◆ The exercise: Recast the lines of the records below as a Markdown table with the columns Row and Line, starting at the line that contains "Query: armchair wooden leg" and ending at the last line of the records, both ends included. Number each line in Row and leave out any blank lines.

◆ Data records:
____

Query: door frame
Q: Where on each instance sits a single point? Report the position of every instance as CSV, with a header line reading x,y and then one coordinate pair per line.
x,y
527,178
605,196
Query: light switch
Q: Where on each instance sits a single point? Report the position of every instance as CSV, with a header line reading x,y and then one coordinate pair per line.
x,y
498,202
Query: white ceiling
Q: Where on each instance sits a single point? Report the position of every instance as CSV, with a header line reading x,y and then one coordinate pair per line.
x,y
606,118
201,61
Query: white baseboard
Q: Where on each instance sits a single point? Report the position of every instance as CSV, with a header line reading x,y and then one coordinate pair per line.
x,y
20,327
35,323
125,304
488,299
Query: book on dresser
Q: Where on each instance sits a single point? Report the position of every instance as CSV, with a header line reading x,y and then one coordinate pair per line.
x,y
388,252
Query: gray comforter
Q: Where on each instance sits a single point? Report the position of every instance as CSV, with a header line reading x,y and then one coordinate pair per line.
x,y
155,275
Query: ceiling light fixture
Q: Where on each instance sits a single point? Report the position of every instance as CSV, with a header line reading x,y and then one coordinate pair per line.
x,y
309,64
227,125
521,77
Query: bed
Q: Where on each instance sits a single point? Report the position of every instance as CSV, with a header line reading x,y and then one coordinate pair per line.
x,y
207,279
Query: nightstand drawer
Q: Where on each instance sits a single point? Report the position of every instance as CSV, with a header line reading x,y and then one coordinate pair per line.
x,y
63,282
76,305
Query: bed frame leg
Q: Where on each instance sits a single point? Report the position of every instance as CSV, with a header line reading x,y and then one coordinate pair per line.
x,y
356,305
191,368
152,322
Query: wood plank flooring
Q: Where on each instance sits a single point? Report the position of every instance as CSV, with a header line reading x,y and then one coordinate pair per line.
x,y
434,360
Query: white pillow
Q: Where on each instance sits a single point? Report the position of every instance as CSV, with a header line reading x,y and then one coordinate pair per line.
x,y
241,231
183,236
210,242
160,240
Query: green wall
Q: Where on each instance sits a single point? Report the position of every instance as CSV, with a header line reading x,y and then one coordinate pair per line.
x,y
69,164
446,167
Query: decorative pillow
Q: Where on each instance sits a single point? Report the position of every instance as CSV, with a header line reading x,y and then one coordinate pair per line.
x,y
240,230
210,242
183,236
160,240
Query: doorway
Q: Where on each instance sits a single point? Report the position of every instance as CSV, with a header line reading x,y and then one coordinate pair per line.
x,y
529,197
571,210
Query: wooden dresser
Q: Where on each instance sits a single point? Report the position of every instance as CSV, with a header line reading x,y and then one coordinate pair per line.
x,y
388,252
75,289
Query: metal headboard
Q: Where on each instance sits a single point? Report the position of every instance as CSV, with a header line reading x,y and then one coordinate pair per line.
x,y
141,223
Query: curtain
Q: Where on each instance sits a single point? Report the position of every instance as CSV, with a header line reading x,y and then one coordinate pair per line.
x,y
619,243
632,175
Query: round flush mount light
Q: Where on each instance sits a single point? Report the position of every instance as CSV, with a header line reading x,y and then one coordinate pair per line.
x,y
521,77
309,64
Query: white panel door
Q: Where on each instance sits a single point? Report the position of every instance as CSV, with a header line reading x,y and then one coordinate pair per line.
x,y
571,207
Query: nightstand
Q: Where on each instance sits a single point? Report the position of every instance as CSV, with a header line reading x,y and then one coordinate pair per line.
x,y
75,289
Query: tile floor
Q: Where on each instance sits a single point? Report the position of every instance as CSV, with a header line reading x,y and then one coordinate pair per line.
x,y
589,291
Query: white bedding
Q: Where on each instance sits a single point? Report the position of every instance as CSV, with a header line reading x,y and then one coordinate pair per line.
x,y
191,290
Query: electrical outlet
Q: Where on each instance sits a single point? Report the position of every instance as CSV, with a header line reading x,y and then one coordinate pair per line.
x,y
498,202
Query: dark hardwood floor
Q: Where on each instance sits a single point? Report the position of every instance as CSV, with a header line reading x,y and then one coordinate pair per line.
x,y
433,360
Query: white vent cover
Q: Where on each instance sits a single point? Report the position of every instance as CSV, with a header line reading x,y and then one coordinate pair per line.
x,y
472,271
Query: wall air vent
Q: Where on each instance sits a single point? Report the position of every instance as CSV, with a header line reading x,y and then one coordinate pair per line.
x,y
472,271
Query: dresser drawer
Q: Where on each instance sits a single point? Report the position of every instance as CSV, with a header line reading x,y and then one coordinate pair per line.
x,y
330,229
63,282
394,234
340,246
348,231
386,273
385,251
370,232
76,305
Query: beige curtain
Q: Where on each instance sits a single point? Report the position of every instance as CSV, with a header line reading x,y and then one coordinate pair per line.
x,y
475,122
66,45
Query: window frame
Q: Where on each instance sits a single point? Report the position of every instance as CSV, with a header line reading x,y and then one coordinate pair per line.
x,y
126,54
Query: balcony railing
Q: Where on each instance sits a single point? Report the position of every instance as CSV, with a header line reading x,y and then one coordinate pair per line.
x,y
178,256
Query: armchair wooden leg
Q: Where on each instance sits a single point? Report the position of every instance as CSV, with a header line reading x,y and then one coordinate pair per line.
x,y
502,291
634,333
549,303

____

◆ Right answer:
| Row | Line |
|---|---|
| 1 | Query: armchair wooden leg |
| 2 | Q: Where on each instance sits a single point? Report the position of every instance as CSV, with a header line reading x,y and then one coordinate pair per line. |
| 3 | x,y |
| 4 | 502,291 |
| 5 | 634,333 |
| 6 | 549,303 |